[Goal of the exercise] Copy out each line of the material exactly. Pictures do not belong in the copy.

[Data under study]
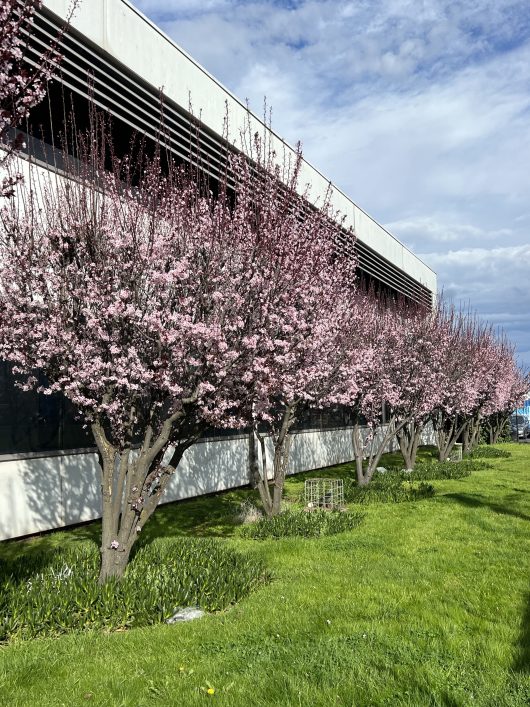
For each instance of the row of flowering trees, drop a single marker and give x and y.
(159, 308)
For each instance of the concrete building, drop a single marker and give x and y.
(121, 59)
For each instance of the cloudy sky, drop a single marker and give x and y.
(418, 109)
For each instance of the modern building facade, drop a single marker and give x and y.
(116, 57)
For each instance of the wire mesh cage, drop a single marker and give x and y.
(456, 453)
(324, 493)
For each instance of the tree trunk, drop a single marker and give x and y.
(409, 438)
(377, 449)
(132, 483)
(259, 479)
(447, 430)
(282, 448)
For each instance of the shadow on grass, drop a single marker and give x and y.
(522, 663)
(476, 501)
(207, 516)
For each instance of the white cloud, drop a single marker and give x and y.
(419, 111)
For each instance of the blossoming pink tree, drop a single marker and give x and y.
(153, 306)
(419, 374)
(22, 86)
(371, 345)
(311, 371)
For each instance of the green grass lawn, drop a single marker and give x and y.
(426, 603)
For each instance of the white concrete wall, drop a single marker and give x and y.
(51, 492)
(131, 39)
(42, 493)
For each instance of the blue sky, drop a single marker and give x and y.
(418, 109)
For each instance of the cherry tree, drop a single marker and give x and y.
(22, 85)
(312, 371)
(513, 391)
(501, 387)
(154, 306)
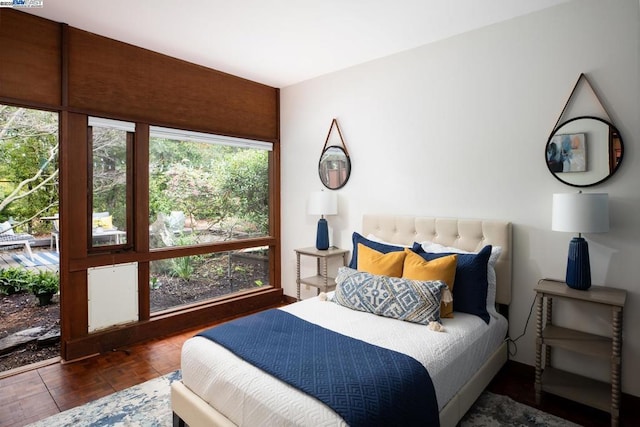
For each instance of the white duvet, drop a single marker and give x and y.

[Response to the exercise]
For each instance of the row of flowering trees, drop a single marker and give x and y.
(159, 308)
For each instance of the concrete building, drop a single marker and give x and y.
(121, 59)
For each instance of the cloudy sky, drop a single marker and give x and y.
(418, 109)
For each instance of the modern building facade, drop a single marker and give x and y.
(116, 57)
For each instance of the wire mesh cage, drop a single marker and give x and y.
(456, 453)
(324, 493)
For each instance of the tree trunk, drop a single marker and give x and y.
(409, 438)
(377, 449)
(132, 483)
(259, 479)
(447, 430)
(282, 448)
For each instance of the shadow on grass, drop a single marker and give x and y.
(522, 663)
(476, 501)
(207, 516)
For each instance of the white cloud, drop a single marker and give x and y.
(419, 111)
For each instance of the blossoming pink tree, drop a single marker and give x and y.
(153, 306)
(419, 374)
(22, 86)
(371, 345)
(311, 371)
For each instance of the green grass lawn, drop a single marker and give x and y.
(426, 603)
For each instance of the white concrete wall, drop a single marker and give x and y.
(51, 492)
(131, 39)
(42, 493)
For each instance of the blue sky, drop a single marker and give x and y.
(418, 109)
For each instance of the cherry tree, drop a single marker and give x and y.
(22, 85)
(312, 371)
(513, 391)
(501, 387)
(154, 306)
For each instance of the white duvet, drop a single marker and give x and y.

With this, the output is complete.